**THE REQUEST**
Please arrange every line of the entries below as a numbered list, skipping any blank lines and leaving the pictures out.
[BEGIN RECORDS FOR THIS EXERCISE]
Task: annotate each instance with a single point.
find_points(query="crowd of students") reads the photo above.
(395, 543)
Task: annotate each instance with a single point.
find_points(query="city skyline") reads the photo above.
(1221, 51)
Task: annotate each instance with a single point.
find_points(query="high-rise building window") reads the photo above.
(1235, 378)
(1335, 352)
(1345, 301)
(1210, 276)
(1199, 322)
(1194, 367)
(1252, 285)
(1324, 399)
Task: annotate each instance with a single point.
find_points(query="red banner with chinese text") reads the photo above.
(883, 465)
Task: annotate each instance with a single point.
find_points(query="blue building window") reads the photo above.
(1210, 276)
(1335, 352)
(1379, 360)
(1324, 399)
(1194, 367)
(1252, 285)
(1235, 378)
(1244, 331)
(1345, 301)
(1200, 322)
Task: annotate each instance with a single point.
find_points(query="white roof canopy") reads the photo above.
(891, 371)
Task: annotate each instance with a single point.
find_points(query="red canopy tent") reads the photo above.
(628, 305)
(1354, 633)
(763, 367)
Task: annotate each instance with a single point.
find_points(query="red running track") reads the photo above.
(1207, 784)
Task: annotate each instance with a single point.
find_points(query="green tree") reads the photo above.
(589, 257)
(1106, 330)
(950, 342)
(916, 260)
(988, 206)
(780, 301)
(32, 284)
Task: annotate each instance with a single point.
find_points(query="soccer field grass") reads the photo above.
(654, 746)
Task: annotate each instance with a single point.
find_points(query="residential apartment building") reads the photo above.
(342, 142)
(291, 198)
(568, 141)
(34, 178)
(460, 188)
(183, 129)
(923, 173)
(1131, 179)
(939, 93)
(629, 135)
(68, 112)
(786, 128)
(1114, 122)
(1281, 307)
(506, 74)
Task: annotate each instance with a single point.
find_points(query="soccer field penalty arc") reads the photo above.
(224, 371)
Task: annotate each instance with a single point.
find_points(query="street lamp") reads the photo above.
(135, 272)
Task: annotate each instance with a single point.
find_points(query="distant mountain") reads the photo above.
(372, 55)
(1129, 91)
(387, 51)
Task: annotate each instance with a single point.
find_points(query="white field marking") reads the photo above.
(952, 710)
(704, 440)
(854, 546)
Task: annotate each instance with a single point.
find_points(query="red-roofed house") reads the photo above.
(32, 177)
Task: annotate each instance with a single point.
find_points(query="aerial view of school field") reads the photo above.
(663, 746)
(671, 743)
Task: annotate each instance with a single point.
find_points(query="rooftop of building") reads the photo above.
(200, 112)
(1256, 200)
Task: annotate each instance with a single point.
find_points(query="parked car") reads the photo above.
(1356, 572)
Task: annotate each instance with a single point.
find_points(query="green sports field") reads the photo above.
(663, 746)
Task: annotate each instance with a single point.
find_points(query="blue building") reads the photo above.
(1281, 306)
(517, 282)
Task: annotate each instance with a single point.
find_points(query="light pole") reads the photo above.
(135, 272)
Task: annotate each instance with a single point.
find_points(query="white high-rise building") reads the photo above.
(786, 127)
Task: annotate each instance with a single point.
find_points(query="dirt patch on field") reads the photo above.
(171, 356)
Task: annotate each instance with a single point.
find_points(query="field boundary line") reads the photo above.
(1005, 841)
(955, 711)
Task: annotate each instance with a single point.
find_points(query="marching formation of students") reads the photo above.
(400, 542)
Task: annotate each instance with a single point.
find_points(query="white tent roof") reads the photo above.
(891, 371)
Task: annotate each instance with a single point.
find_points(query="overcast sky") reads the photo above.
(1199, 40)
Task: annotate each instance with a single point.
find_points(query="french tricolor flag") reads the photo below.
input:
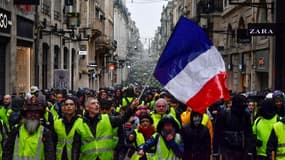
(191, 68)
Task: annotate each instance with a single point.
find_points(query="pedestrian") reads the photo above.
(138, 137)
(262, 127)
(30, 139)
(3, 137)
(276, 143)
(94, 139)
(206, 121)
(5, 107)
(233, 132)
(65, 127)
(278, 98)
(196, 138)
(162, 109)
(56, 108)
(167, 141)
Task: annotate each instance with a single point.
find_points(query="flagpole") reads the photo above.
(148, 79)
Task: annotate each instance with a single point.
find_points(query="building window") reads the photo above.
(45, 7)
(66, 58)
(56, 57)
(45, 66)
(57, 10)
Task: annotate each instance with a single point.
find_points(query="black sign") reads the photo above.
(262, 29)
(30, 2)
(5, 21)
(68, 2)
(243, 36)
(73, 20)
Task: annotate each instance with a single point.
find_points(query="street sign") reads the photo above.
(61, 79)
(73, 20)
(243, 36)
(262, 29)
(30, 2)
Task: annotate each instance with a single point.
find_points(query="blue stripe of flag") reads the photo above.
(187, 42)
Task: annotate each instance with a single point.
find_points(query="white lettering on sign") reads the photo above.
(262, 31)
(3, 20)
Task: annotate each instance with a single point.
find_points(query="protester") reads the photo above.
(167, 141)
(233, 133)
(275, 146)
(94, 138)
(30, 139)
(262, 127)
(162, 109)
(197, 140)
(278, 98)
(65, 128)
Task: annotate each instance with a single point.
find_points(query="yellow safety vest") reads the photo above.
(63, 138)
(99, 146)
(163, 152)
(28, 146)
(279, 129)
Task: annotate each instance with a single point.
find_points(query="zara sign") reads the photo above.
(262, 29)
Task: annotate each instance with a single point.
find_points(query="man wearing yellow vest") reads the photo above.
(162, 109)
(262, 127)
(65, 128)
(94, 139)
(167, 141)
(30, 139)
(276, 143)
(206, 121)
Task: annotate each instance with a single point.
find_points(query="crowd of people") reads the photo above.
(139, 123)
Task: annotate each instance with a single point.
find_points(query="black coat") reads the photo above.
(235, 122)
(197, 142)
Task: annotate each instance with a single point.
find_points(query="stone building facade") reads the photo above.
(249, 60)
(62, 44)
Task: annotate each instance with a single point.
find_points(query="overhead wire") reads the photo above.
(147, 1)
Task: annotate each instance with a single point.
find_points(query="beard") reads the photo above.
(31, 125)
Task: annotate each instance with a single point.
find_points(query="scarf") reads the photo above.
(147, 132)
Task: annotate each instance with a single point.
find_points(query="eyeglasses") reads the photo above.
(69, 104)
(160, 106)
(142, 121)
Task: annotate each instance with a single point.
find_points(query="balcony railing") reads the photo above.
(45, 9)
(57, 15)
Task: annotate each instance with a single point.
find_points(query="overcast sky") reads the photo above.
[END RECORDS FOR THIS EXERCISE]
**THE RESULT**
1. Task: annotate each instance with a single point.
2. find_points(query="crowd of students") reads the photo above.
3. (395, 543)
4. Task: annotate each instance with a single point.
5. find_points(query="city skyline") reads the photo above.
6. (1221, 51)
7. Task: annotate each instance with a single point.
8. find_points(query="high-rise building window") reads the photo above.
9. (1235, 378)
10. (1335, 352)
11. (1345, 301)
12. (1210, 276)
13. (1199, 322)
14. (1194, 367)
15. (1252, 285)
16. (1324, 399)
17. Task: annotate each instance with a single point.
18. find_points(query="red banner with chinese text") reads the photo above.
19. (883, 465)
20. Task: annotate each instance with a single point.
21. find_points(query="blue building window") reads the photo above.
22. (1210, 276)
23. (1335, 352)
24. (1379, 360)
25. (1324, 399)
26. (1194, 367)
27. (1252, 285)
28. (1235, 378)
29. (1244, 331)
30. (1345, 301)
31. (1200, 322)
32. Task: annotate each instance with a single point.
33. find_points(query="white roof canopy") reads the photo above.
34. (891, 371)
35. Task: annotate each instance with a single point.
36. find_points(query="red canopy tent") reads the photo above.
37. (628, 305)
38. (1354, 633)
39. (763, 367)
40. Task: annotate each instance with a single point.
41. find_points(query="red running track") reads the photo above.
42. (1207, 784)
43. Task: annotate each instance with a single point.
44. find_points(query="green tree") reads the photo above.
45. (589, 257)
46. (1106, 330)
47. (950, 342)
48. (916, 260)
49. (988, 206)
50. (780, 301)
51. (32, 284)
52. Task: annotate each instance with a single point.
53. find_points(query="soccer field grass") reads the photo above.
54. (654, 746)
55. Task: annotate each instance with a single point.
56. find_points(query="residential apartment building") reads the photo above.
57. (342, 142)
58. (291, 198)
59. (568, 141)
60. (34, 178)
61. (460, 188)
62. (183, 129)
63. (923, 173)
64. (1131, 179)
65. (939, 93)
66. (629, 135)
67. (68, 112)
68. (786, 128)
69. (1114, 122)
70. (1281, 307)
71. (506, 74)
72. Task: annotate each instance with a single point.
73. find_points(query="soccer field penalty arc") reads the photo above.
74. (224, 371)
75. Task: annotate each instance with a single point.
76. find_points(query="street lamp") reads the photo above.
77. (135, 272)
78. Task: annotate each instance with a single point.
79. find_points(query="distant mountain") reads the photo above.
80. (372, 55)
81. (1129, 91)
82. (387, 51)
83. Task: annotate each instance with a single point.
84. find_points(query="white field marking") reads the photo above.
85. (952, 710)
86. (704, 440)
87. (854, 546)
88. Task: annotate each instance with a single point.
89. find_points(query="red-roofed house") reads the photo above.
90. (32, 177)
91. Task: annotate each instance with a single point.
92. find_points(query="aerial view of school field") reads the photo above.
93. (663, 746)
94. (671, 743)
95. Task: annotate each instance with a single point.
96. find_points(query="rooftop of building") reads the photo above.
97. (200, 112)
98. (1256, 200)
99. Task: annotate each instance with a single point.
100. find_points(query="parked car") reads the photo above.
101. (1356, 572)
102. Task: annotate each instance with a single point.
103. find_points(query="green sports field") reads the photo above.
104. (663, 746)
105. Task: annotate each instance with a single point.
106. find_points(query="blue building") reads the photo above.
107. (1281, 306)
108. (517, 282)
109. Task: annotate each instance with a single point.
110. find_points(query="light pole") reads the photo above.
111. (135, 272)
112. Task: annotate each instance with a single point.
113. find_points(query="white high-rise building") reads the photo above.
114. (786, 127)
115. Task: annotate each instance with a single point.
116. find_points(query="dirt patch on field") reads the photo above.
117. (171, 356)
118. Task: annotate each instance with a single point.
119. find_points(query="field boundary line") reads the photo above.
120. (1005, 841)
121. (955, 711)
122. Task: annotate each instance with a single point.
123. find_points(query="marching formation of students") reads the photo above.
124. (400, 542)
125. Task: annotate each instance with a single point.
126. find_points(query="white tent roof") reads the photo above.
127. (891, 371)
128. Task: annotate each instance with a single point.
129. find_points(query="overcast sky") reads the photo above.
130. (1199, 40)
131. Task: annotate each instance with a single point.
132. find_points(query="french tricolor flag") reads the photo below.
133. input:
134. (191, 68)
135. Task: annotate each instance with a single point.
136. find_points(query="pedestrian") reads the photo above.
137. (138, 137)
138. (262, 127)
139. (30, 139)
140. (3, 137)
141. (276, 143)
142. (94, 139)
143. (206, 121)
144. (5, 107)
145. (233, 132)
146. (65, 127)
147. (278, 98)
148. (196, 138)
149. (162, 109)
150. (56, 108)
151. (167, 141)
152. Task: annotate each instance with a single point.
153. find_points(query="flagpole") reads the photo above.
154. (148, 79)
155. Task: annotate each instance with a single point.
156. find_points(query="building window") reads the photo above.
157. (45, 7)
158. (66, 58)
159. (56, 57)
160. (45, 66)
161. (57, 10)
162. Task: annotate each instance with a single point.
163. find_points(query="black sign") reads the photo above.
164. (262, 29)
165. (30, 2)
166. (5, 21)
167. (68, 2)
168. (243, 36)
169. (73, 20)
170. Task: annotate each instance with a single point.
171. find_points(query="street sign") reads the photo above.
172. (61, 79)
173. (73, 20)
174. (243, 36)
175. (262, 29)
176. (30, 2)
177. Task: annotate each instance with a single point.
178. find_points(query="blue stripe of flag") reads the photo above.
179. (187, 42)
180. Task: annotate each instance with a single point.
181. find_points(query="white lettering on sign") reads the photo above.
182. (262, 31)
183. (3, 20)
184. Task: annotate each instance with a single point.
185. find_points(query="protester") reads the photo above.
186. (167, 141)
187. (233, 133)
188. (275, 146)
189. (94, 138)
190. (30, 139)
191. (262, 127)
192. (162, 109)
193. (197, 140)
194. (278, 98)
195. (65, 128)
196. Task: annotate each instance with a single point.
197. find_points(query="yellow safety vest") reads the photo above.
198. (63, 138)
199. (99, 146)
200. (163, 152)
201. (28, 146)
202. (279, 129)
203. Task: annotate each instance with a single point.
204. find_points(query="zara sign") reads the photo above.
205. (262, 29)
206. Task: annotate each instance with a single point.
207. find_points(query="man wearing yellow vest") reads the photo above.
208. (162, 109)
209. (262, 127)
210. (65, 128)
211. (94, 139)
212. (167, 141)
213. (30, 139)
214. (276, 143)
215. (206, 121)
216. Task: annotate each instance with a single point.
217. find_points(query="crowd of people") reads the photo above.
218. (139, 123)
219. Task: annotate each instance with a single point.
220. find_points(query="black coat") reads the photo above.
221. (235, 122)
222. (197, 142)
223. Task: annotate each instance with a single point.
224. find_points(query="stone building facade") reads the photo above.
225. (249, 60)
226. (62, 44)
227. Task: annotate each instance with a single point.
228. find_points(query="overhead wire") reads the photo above.
229. (147, 1)
230. Task: annotate each instance with a single point.
231. find_points(query="beard") reads the photo above.
232. (31, 125)
233. Task: annotate each instance with a single point.
234. find_points(query="scarf") reads the photo above.
235. (147, 132)
236. Task: annotate each instance with a single point.
237. find_points(query="eyeglasses") reads the photo above.
238. (69, 104)
239. (160, 106)
240. (142, 121)
241. Task: annotate each instance with a single point.
242. find_points(query="balcony railing") reads the photo above.
243. (45, 9)
244. (57, 15)
245. Task: annotate each instance with a single point.
246. find_points(query="overcast sky") reads the photo above.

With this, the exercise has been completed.